Once you reach the line containing "Task: tag one point per instance of the framed", write out that line and every remaining line of the records exactly.

(Beginning of DATASET EXTRACT)

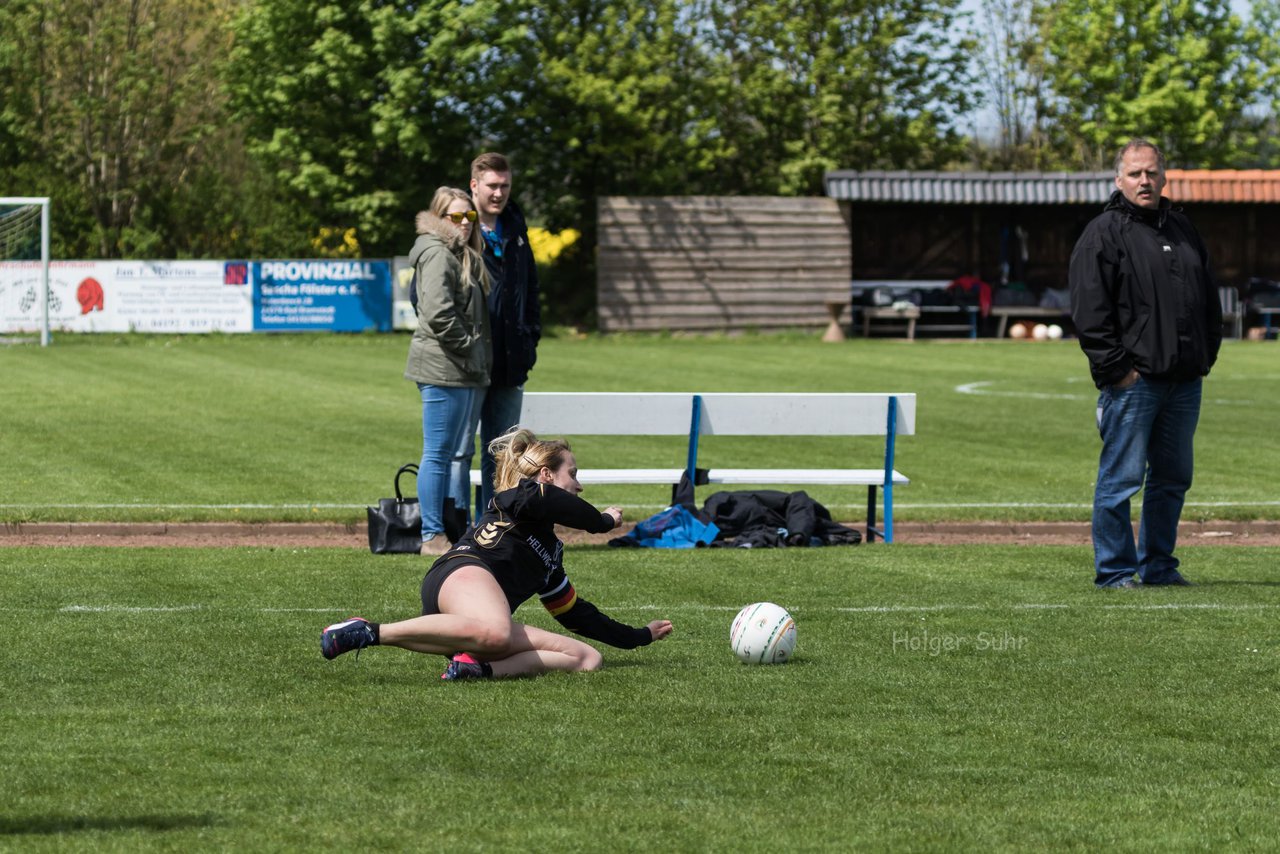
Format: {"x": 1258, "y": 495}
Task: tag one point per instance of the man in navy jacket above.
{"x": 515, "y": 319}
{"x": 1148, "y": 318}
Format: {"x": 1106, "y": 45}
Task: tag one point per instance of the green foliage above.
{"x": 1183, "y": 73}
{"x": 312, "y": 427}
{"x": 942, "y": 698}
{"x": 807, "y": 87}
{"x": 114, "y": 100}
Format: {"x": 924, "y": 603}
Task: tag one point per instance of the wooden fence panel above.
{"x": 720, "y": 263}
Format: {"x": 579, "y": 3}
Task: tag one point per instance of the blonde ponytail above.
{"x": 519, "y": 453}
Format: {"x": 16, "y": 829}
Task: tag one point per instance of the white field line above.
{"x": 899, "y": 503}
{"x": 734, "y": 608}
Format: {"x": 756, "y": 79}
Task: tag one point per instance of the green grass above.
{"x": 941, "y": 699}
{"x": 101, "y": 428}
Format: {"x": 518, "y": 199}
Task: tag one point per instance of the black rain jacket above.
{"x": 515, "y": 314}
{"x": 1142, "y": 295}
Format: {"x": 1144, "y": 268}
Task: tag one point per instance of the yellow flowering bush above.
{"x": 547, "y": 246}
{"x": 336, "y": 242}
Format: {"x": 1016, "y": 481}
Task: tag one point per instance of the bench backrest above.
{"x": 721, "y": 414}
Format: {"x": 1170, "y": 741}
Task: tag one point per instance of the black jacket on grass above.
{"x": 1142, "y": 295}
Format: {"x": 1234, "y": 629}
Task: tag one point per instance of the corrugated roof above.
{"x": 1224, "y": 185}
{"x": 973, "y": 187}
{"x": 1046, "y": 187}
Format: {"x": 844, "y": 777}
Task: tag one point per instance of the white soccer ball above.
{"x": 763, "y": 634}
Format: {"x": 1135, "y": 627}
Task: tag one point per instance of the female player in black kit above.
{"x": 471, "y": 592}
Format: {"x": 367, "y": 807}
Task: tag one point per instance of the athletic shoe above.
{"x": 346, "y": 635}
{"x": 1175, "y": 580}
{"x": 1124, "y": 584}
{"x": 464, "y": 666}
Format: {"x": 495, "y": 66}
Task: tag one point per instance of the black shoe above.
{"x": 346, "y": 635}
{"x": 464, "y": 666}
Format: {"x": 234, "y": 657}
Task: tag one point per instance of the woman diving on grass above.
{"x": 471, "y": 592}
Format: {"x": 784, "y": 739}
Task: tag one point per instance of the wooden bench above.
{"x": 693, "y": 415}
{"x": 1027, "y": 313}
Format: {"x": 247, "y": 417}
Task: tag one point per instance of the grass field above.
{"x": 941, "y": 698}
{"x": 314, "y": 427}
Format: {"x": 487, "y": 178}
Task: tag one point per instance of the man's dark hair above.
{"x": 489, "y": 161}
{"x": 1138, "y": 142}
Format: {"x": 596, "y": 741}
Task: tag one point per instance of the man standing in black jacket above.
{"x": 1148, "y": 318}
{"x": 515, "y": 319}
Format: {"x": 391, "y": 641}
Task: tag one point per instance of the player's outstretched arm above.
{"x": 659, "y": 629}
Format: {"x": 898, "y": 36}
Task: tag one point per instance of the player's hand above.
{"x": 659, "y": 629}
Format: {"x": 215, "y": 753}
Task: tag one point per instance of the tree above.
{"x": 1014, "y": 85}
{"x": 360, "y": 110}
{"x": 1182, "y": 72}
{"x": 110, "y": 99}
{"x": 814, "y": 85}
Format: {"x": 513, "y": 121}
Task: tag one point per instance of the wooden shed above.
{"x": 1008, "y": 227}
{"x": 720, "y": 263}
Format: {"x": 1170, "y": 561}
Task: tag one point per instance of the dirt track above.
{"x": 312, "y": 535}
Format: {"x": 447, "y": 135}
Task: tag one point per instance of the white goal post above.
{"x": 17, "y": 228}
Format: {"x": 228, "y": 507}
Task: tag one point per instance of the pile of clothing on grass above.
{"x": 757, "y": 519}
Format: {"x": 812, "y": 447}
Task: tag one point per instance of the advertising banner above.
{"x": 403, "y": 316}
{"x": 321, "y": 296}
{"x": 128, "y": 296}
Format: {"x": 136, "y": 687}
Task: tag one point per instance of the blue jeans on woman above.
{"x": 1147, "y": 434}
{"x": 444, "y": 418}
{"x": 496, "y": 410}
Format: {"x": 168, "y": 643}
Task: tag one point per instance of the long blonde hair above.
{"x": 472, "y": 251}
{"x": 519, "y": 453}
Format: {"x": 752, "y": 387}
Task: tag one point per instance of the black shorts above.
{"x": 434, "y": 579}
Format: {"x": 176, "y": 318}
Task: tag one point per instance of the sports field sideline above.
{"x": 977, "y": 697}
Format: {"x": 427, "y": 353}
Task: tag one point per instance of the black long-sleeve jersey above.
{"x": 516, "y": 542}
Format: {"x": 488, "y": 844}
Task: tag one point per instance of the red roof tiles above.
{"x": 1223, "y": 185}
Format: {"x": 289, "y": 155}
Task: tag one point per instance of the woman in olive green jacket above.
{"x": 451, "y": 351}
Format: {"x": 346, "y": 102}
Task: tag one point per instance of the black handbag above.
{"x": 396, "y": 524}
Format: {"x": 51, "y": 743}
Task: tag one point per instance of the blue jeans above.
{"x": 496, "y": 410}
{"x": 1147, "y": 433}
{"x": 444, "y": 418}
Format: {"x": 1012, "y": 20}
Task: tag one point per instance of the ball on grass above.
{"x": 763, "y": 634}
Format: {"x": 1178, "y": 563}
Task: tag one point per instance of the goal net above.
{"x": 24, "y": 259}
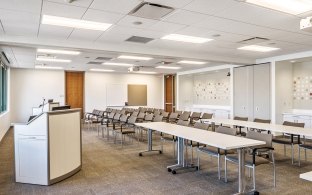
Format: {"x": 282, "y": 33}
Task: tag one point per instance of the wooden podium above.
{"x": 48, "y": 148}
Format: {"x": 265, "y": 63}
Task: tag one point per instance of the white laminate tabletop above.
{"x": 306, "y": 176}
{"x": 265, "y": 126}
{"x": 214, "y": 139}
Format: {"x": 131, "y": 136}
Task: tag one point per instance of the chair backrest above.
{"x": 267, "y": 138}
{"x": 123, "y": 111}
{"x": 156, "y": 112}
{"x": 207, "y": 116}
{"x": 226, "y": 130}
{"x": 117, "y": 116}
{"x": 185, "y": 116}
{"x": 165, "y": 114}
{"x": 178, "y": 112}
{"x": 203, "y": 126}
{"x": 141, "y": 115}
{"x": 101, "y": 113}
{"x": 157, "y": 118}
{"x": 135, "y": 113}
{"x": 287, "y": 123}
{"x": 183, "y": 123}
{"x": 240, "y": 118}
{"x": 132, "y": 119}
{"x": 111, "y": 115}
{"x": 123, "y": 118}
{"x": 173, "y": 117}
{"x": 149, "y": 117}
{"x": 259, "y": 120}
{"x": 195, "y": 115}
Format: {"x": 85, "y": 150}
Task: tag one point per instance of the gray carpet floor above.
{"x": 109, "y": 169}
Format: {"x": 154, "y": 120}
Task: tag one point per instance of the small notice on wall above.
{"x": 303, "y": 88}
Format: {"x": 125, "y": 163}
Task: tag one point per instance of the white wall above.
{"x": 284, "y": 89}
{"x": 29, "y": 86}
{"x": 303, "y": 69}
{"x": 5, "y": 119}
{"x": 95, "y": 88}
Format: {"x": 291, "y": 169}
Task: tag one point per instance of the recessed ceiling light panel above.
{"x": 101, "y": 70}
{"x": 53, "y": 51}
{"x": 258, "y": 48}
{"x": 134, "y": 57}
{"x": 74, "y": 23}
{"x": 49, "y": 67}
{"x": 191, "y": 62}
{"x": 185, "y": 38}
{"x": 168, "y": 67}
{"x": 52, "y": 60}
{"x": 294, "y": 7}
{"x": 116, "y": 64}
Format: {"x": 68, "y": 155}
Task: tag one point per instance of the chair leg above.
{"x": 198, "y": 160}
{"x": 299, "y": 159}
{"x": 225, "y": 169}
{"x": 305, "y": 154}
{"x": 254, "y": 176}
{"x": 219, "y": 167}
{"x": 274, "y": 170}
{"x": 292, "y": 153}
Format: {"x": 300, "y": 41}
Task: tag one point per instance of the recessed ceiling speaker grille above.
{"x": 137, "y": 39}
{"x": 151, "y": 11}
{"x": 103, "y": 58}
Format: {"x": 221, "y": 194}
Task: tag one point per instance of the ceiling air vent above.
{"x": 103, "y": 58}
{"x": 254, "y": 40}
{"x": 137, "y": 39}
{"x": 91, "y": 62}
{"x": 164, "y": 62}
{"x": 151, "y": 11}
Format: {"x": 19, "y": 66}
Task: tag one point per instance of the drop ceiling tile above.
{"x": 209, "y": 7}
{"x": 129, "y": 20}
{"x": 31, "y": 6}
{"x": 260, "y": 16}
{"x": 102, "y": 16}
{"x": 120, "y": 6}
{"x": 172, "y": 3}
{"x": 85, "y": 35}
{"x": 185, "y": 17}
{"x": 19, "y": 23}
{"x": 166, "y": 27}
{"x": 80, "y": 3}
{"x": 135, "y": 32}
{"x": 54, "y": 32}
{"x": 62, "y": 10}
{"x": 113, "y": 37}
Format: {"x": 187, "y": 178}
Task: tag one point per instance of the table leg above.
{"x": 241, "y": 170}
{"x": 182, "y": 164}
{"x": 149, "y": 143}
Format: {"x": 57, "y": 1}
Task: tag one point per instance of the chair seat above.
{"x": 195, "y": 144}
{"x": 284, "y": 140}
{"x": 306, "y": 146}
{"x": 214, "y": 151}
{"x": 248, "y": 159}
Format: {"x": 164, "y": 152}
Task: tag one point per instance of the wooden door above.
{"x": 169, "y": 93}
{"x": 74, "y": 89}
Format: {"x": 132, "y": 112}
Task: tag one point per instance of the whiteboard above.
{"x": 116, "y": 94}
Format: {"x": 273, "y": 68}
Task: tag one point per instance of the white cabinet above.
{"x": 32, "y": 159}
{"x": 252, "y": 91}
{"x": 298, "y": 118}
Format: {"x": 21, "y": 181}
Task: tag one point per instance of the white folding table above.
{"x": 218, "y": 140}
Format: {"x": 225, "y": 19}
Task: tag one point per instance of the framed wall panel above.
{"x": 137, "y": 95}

(End of DATASET EXTRACT)

**EXERCISE SOLUTION**
Task: tag one point per instance of the framed wall panel above.
{"x": 137, "y": 95}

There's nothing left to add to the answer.